# Data for this task:
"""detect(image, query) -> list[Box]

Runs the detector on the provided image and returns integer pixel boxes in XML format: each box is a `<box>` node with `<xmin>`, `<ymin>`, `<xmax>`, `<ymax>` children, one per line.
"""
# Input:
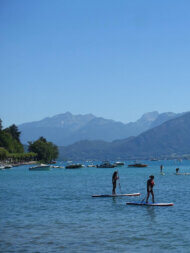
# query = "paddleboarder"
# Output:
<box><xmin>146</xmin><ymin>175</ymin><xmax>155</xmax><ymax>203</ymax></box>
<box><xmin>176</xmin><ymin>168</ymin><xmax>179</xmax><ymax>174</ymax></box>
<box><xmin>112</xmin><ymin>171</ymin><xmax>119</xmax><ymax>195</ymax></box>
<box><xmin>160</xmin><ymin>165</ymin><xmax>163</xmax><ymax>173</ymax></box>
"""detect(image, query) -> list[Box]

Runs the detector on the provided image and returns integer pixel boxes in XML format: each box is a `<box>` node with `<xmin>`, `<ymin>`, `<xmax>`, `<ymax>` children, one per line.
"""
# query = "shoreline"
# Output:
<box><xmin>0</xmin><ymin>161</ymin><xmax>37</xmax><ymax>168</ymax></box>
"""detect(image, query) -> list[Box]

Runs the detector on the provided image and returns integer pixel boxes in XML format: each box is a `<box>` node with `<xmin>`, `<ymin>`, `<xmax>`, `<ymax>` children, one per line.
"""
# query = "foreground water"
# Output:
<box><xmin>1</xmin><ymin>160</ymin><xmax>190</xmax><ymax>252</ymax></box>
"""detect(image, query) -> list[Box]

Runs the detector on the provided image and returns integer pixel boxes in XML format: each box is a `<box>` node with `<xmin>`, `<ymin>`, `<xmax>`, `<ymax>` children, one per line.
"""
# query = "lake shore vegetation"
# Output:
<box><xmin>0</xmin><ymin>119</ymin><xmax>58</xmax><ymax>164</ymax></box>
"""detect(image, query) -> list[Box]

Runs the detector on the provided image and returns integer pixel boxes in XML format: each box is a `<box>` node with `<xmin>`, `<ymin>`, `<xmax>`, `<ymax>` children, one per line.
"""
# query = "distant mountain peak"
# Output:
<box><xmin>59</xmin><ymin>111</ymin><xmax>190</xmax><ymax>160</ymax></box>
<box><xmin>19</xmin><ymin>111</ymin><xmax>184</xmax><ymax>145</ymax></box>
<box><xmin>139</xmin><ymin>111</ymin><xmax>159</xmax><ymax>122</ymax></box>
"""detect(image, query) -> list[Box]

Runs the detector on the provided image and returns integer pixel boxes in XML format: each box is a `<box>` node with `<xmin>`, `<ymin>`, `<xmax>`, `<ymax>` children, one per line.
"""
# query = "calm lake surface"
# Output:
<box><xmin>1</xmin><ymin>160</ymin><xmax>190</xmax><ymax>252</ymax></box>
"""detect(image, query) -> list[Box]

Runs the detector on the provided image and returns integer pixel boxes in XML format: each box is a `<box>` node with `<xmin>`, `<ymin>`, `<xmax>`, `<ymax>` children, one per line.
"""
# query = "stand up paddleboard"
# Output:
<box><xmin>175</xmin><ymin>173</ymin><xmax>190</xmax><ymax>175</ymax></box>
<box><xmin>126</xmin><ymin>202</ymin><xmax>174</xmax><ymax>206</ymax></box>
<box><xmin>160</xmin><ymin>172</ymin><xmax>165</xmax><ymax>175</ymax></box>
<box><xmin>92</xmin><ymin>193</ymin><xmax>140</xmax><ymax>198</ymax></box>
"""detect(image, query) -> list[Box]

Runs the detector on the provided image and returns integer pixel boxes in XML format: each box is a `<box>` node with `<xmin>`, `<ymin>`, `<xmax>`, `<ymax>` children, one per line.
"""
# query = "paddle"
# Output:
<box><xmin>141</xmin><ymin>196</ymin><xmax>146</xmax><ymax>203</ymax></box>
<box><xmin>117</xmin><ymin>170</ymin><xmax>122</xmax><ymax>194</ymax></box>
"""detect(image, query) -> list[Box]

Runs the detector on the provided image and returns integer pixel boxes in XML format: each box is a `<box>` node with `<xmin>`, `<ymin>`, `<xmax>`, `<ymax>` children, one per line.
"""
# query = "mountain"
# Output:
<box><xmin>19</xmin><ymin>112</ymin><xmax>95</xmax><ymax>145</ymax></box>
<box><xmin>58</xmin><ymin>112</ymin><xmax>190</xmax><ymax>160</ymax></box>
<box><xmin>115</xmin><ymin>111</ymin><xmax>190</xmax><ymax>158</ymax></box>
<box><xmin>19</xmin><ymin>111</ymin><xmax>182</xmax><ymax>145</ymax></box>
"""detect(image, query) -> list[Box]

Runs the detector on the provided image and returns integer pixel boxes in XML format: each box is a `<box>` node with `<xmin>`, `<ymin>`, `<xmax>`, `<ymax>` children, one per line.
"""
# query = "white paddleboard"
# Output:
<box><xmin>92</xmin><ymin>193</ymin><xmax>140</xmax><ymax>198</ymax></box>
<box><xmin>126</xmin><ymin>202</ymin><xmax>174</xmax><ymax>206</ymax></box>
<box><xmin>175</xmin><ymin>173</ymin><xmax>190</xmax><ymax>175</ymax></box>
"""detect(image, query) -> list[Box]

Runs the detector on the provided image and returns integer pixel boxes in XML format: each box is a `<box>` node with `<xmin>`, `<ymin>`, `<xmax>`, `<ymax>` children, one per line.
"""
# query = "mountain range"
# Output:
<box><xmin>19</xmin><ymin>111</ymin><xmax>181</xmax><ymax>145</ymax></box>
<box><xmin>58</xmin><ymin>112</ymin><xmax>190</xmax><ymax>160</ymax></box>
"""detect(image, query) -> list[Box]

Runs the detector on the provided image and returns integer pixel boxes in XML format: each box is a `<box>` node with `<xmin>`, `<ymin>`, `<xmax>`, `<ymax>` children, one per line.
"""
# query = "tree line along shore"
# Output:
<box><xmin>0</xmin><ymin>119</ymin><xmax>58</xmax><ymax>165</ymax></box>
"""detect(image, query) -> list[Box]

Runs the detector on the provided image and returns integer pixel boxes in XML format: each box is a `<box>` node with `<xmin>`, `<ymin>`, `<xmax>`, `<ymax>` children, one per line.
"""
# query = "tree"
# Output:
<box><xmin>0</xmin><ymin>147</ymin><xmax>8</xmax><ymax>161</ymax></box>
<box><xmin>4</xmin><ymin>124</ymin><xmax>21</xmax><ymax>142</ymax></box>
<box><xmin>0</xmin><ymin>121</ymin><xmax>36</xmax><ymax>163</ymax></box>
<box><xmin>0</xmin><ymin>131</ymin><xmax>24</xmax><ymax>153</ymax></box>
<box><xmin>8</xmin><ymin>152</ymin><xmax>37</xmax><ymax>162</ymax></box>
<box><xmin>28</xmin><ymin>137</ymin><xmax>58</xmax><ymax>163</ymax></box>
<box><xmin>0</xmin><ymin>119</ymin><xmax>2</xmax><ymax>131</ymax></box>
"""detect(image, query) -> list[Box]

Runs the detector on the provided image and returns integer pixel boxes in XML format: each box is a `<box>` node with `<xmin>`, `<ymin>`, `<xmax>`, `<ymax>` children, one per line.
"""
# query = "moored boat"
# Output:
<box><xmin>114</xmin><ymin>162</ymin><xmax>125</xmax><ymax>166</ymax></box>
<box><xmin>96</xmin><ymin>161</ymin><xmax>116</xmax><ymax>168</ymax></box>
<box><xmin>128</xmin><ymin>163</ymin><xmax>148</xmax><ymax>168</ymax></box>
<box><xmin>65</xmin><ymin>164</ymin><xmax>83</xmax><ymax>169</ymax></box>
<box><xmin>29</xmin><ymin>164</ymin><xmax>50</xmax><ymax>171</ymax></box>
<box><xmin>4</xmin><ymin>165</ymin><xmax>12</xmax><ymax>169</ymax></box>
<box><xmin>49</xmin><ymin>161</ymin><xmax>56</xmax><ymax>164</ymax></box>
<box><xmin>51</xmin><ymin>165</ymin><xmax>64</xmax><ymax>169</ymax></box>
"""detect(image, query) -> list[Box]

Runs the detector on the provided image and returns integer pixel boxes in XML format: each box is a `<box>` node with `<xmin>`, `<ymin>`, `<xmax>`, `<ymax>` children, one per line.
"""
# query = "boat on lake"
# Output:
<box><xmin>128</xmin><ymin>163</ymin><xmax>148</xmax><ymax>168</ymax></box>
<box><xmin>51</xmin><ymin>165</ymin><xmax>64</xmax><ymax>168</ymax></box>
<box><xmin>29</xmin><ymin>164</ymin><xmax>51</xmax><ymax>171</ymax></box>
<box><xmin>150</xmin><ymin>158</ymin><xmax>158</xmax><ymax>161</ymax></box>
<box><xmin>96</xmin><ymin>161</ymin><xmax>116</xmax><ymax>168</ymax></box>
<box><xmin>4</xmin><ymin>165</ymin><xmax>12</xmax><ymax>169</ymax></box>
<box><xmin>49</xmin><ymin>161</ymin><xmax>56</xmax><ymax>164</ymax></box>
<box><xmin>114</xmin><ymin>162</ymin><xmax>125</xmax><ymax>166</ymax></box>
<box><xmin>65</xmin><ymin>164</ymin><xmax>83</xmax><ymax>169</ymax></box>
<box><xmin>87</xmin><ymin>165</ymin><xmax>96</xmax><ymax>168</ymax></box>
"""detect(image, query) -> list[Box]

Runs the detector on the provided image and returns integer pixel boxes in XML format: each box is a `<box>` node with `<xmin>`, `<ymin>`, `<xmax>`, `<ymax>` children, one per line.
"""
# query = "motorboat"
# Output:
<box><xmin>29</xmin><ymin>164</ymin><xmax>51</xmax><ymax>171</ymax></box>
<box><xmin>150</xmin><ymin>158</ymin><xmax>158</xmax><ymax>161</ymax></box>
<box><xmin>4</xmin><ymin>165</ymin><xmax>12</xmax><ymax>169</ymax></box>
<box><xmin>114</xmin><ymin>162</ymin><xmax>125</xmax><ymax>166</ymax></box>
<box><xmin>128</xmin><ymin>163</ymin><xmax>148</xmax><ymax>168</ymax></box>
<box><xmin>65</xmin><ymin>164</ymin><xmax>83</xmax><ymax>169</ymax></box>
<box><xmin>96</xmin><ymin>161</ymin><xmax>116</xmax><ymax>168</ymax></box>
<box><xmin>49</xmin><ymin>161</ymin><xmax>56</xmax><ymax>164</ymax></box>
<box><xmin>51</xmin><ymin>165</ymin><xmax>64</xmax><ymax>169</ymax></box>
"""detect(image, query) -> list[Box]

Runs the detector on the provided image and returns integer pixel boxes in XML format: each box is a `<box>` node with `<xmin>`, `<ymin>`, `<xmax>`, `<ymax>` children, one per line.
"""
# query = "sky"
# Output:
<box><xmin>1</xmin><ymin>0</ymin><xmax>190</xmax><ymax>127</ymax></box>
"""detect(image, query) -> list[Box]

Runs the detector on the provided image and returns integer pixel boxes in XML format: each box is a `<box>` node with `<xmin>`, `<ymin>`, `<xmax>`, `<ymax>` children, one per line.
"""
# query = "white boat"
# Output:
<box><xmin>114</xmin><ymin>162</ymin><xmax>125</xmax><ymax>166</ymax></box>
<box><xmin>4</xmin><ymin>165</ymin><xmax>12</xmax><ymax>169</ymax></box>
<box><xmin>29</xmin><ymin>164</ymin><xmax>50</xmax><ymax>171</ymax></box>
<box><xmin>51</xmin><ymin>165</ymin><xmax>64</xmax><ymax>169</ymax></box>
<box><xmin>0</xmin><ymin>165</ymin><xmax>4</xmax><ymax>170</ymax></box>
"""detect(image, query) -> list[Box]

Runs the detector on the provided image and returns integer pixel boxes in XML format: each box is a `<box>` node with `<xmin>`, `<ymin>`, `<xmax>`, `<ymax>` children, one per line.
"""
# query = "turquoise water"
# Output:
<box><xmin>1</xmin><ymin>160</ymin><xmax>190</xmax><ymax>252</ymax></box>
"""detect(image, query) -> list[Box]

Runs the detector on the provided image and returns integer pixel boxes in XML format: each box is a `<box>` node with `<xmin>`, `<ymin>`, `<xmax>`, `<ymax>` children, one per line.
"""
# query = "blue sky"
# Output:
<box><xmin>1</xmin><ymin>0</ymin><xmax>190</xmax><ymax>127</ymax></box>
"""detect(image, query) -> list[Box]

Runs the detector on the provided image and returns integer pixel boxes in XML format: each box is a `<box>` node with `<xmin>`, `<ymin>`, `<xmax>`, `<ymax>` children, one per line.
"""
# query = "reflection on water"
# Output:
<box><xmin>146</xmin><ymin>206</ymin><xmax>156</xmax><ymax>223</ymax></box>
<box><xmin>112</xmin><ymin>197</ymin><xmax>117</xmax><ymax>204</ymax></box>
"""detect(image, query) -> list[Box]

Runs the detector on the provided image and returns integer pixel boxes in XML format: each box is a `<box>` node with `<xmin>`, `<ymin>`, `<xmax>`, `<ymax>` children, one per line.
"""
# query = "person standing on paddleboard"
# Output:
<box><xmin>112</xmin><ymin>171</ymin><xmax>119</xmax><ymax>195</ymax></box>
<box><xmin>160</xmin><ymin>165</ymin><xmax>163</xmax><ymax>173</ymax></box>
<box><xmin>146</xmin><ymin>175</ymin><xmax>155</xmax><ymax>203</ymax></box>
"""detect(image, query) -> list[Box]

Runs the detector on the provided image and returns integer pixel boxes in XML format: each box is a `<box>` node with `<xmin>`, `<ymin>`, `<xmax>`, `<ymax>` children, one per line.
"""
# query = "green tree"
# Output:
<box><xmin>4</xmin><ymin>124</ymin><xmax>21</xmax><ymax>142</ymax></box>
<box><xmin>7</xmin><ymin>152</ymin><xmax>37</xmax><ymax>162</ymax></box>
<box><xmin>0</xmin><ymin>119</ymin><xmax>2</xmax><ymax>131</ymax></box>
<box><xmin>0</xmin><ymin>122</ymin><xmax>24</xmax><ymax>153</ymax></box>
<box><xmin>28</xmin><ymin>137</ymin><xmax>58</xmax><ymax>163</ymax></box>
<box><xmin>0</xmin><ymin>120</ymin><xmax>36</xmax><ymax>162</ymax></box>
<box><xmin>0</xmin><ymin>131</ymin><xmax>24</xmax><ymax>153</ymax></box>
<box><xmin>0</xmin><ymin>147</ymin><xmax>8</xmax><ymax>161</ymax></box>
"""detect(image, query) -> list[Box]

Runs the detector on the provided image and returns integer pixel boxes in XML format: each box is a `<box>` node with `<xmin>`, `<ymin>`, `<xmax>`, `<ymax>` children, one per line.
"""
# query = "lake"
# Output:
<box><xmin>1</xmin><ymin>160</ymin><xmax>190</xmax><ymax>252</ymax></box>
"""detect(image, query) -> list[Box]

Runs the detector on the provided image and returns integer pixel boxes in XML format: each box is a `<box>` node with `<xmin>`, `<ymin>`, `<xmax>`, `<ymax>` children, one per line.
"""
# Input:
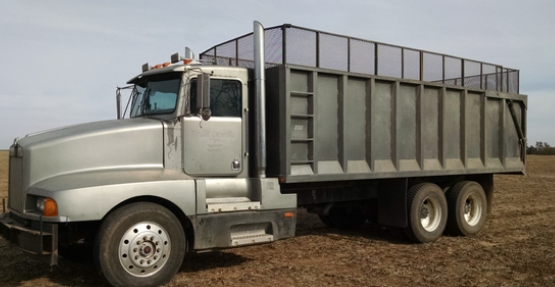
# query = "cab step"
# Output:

# About this task:
Return, from the material above, every line with the word "lake".

# Response to the exercise:
# query = "lake shore vegetation"
# query = "calm lake surface"
# query = "boat on lake"
# query = "lake"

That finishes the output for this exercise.